Several branches of Queens Library are located on Main Street, including the large Flushing branch at Kissena Boulevard which was rebuilt in the 1990s. The Kew Gardens Hills branch is near the south end of Main Street.

==Points of interest==
Notable points of interest include:
- St. George's Church near Roosevelt Avenue
- Flushing Main Post Office, between Sanford and Maple Avenues
- Queens Botanical Garden and Kissena Corridor Park between Dahlia and 56th Avenues
- NewYork–Presbyterian/Queens (formerly Booth Memorial Hospital and New York Hospital Queens), part of the NewYork–Presbyterian Healthcare System, at Booth Memorial Avenue. Several additional buildings are located farther south.
- Cedar Grove Cemetery, between Reeves Avenue and 68th Drive, north of Jewel Avenue

==Other Main Streets in New York City==
There are four other Main Streets in the four other boroughs of New York City:
- In Edgewater Park, the Bronx, Main Street is so obscure that it is not notated on street signs. It is a short road in a 675-unit co-op. This Main Street is rarely referred to by its name.
= = = =
Activity
Continue the passage about Main Street in Queens from its final sentence onward.
= = = =
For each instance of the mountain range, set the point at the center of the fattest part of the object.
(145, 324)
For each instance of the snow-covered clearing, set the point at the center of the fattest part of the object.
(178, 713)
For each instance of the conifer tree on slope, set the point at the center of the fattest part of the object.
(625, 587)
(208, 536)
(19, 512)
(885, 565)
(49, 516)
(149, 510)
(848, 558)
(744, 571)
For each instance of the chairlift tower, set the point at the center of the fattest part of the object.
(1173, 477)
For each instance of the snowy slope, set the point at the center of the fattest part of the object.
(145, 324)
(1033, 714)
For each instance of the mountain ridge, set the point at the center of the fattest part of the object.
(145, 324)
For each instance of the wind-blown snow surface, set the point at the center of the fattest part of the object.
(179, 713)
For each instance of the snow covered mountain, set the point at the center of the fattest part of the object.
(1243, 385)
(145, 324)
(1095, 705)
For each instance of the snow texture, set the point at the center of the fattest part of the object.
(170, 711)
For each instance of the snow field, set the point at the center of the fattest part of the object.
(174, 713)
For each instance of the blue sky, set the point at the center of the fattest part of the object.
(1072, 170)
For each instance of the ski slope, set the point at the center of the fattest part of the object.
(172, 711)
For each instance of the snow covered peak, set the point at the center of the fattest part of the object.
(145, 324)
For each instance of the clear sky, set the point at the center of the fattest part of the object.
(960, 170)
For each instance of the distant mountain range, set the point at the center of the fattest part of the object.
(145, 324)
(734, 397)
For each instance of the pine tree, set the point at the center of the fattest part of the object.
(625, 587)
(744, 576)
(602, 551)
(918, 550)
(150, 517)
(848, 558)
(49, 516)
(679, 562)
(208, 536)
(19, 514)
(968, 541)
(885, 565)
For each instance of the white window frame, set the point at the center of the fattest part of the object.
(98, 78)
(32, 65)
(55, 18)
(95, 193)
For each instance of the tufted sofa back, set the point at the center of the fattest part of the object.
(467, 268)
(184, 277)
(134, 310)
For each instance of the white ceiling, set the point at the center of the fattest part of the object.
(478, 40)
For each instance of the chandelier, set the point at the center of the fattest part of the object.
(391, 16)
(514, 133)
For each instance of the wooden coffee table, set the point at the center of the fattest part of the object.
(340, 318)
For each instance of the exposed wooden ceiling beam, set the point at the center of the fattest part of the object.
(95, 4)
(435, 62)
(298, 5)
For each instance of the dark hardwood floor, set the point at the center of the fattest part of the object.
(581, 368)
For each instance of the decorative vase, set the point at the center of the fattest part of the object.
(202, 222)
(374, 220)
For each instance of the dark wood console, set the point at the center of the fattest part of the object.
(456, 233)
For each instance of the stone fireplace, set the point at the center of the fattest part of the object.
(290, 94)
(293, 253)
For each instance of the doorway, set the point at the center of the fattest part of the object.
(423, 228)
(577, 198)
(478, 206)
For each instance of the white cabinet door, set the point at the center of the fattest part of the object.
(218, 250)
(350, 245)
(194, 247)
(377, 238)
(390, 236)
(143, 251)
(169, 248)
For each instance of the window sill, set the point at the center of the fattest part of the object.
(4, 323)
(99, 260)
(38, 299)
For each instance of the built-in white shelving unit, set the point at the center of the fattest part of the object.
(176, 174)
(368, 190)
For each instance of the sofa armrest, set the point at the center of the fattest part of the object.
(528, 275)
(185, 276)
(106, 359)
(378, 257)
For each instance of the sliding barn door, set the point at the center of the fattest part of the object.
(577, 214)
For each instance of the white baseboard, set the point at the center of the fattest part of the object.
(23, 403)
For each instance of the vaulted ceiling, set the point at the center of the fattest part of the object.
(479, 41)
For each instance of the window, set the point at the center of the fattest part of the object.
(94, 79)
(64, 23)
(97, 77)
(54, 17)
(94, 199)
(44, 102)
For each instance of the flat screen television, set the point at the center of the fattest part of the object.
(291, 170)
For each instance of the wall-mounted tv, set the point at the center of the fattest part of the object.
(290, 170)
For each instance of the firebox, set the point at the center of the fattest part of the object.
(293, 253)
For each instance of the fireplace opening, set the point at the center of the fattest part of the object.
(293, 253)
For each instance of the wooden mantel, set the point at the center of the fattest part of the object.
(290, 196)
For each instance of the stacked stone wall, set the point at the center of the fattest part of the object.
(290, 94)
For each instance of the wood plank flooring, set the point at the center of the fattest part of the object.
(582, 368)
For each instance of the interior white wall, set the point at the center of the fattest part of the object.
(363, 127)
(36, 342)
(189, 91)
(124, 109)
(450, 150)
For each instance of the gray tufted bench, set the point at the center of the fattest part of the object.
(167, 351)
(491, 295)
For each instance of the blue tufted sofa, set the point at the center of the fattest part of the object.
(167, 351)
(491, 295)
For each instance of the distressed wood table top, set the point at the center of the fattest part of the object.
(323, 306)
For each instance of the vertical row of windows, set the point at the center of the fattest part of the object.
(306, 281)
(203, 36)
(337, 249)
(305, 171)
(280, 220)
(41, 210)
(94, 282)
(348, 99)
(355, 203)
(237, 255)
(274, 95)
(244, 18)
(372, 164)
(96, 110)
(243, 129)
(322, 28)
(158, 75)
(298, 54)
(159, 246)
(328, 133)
= = = =
Your response
- In Dumbo, Brooklyn, Main Street is a two-block cobblestone street that still has old pieces of railroad track embedded into the cobblestones.
- On Roosevelt Island in Manhattan, Main Street is the sole north–south artery on the island, and is lined mainly with apartment buildings, hospitals, and a small town center consisting of several businesses.
- In Tottenville, Staten Island, Main Street is a six-block artery that runs north to south at the western end of the neighborhood.
Of the five Main Streets in New York City, the one in Queens is the busiest and most notable.